→ **Objetivo indicado A**
Reproduce el fragmento del artículo sobre los museos que empieza con "El Museo Nacional" y sigue hasta "por su ausencia.".
→ **Objetivo indicado B**
Según el artículo sobre los museos, ¿en qué año pintó Goya "La poesía y los poetas"?
→ **Objetivo indicado C**
¿Puedes seguir escribiendo el artículo sobre los museos a partir de su última frase?

→ **Texto de la página**
____________
El Pais (Galicia) (ABC)

Los museos renuncian a la neutralida­d en sus paredes

La decisión del Nacional de Estocolmo de pintar de colores sus salas se suma a la tendencia mundial de abandonar el cubo blanco

- ÁLEX VICENTE,

El Museo Nacional de Estocolmo, uno de los más antiguos del continente europeo, volvió a abrir sus puertas a mediados de octubre, tras cinco años de obras por renovación. Lo hizo convertido en un recinto bañado en luz y con paredes multicolor, en tonos tan impropios para un secular templo del arte como el amarillo chillón, el verde manzana o el rosa chicle. Desde su reapertura, la sala dedicada al impresioni­smo está teñida del mismo añil que aparece en los cuadros que cuelgan de sus paredes. En el primer piso del edificio, una estancia toma prestado el gris del amenazador cielo de La poesía y los poetas, un óleo que Goya pintó en 1808. Algo más allá, otro espacio adopta el malva de una porcelana francesa del siglo XVIII expuesta en su interior y la sala siguiente, el granate de una lámpara de diseño de 1940. El blanco nuclear, obligatori­o hasta no hace tanto, brilla por su ausencia.
____________
→ **Datos de etiquetado de coordenadas**
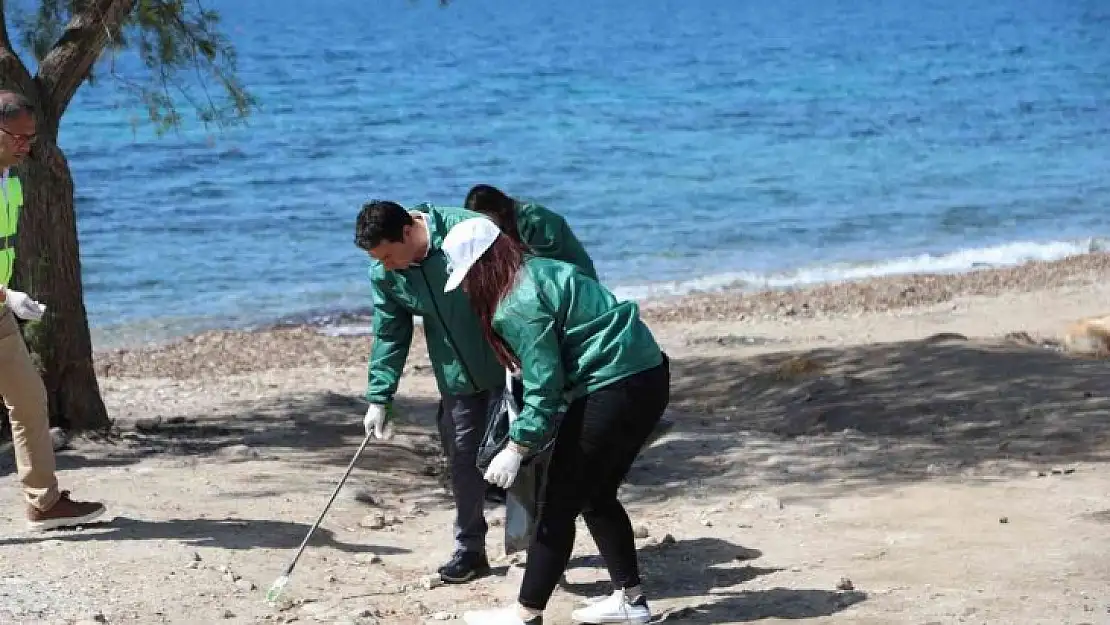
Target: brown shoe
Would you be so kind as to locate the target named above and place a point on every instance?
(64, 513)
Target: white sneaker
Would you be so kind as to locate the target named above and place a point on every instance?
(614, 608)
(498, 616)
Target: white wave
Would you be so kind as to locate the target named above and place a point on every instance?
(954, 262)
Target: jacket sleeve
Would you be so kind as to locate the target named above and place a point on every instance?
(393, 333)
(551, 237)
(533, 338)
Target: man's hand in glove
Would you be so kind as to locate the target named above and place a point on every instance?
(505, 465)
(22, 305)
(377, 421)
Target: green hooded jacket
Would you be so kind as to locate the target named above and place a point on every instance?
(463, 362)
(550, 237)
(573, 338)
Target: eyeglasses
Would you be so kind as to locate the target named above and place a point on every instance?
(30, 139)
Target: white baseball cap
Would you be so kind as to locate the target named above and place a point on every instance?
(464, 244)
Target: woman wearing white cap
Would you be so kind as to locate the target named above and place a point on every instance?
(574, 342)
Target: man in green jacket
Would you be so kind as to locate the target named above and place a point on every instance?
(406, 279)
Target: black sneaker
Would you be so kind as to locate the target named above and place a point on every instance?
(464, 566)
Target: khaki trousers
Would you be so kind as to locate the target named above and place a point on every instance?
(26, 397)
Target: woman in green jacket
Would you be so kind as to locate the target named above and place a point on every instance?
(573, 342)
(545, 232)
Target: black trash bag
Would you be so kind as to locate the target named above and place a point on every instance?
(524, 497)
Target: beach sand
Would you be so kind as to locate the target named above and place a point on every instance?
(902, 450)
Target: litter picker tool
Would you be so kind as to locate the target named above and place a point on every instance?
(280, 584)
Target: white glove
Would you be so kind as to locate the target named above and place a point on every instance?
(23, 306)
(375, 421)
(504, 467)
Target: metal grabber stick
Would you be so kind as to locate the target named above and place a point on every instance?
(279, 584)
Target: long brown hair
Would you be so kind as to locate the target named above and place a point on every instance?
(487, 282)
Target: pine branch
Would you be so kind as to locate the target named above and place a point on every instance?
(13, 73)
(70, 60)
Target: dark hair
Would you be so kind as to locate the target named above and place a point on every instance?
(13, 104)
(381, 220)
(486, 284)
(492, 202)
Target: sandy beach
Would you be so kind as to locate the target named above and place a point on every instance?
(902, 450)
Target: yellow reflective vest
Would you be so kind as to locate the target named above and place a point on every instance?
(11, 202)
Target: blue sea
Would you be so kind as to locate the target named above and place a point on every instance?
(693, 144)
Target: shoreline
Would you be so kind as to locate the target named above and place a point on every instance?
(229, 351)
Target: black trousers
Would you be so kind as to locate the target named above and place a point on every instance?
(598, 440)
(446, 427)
____________
→ **Resultado A**
El Museo Nacional de Estocolmo, uno de los más antiguos del continente europeo, volvió a abrir sus puertas a mediados de octubre, tras cinco años de obras por renovación. Lo hizo convertido en un recinto bañado en luz y con paredes multicolor, en tonos tan impropios para un secular templo del arte como el amarillo chillón, el verde manzana o el rosa chicle. Desde su reapertura, la sala dedicada al impresioni­smo está teñida del mismo añil que aparece en los cuadros que cuelgan de sus paredes. En el primer piso del edificio, una estancia toma prestado el gris del amenazador cielo de La poesía y los poetas, un óleo que Goya pintó en 1808. Algo más allá, otro espacio adopta el malva de una porcelana francesa del siglo XVIII expuesta en su interior y la sala siguiente, el granate de una lámpara de diseño de 1940. El blanco nuclear, obligatori­o hasta no hace tanto, brilla por su ausencia.

→ **Resultado B**
En 1808.

→ **Resultado C**
“Antes de la renovación, este museo era una anciana un poco agotada. Ahora vuelve a estar lleno de vida y de energía”, se felicitaba la directora del museo, Susanna Pettersson. Esta osadía cromática no fue fruto del azar. Responde a una voluntad de volver al plan original del hombre que concibió el edificio, Friedrich August Stüler, arquitecto real en la Prusia de hace dos siglos, que ya quiso impregnar sus contornos de tonos poco habituales. “Hacia 1840, ese arquitecto apostó por teñir el museo de rosa, violeta, amarillo, verde y rojo. Pero la apertura de la pinacoteca se retrasó y otro arquitecto tomó el relevo, porque Stüler era ya muy anciano. Su sucesor prefirió rebajar los colores y optar por otros más neutros. Ahora hemos querido regresar a su visión”, relata la conservado­ra jefa del museo, Helena Kaberg, a cargo del proyecto de renovación. Sin embargo, el nuevo museo no es una copia literal, sino una interpreta­ción libre.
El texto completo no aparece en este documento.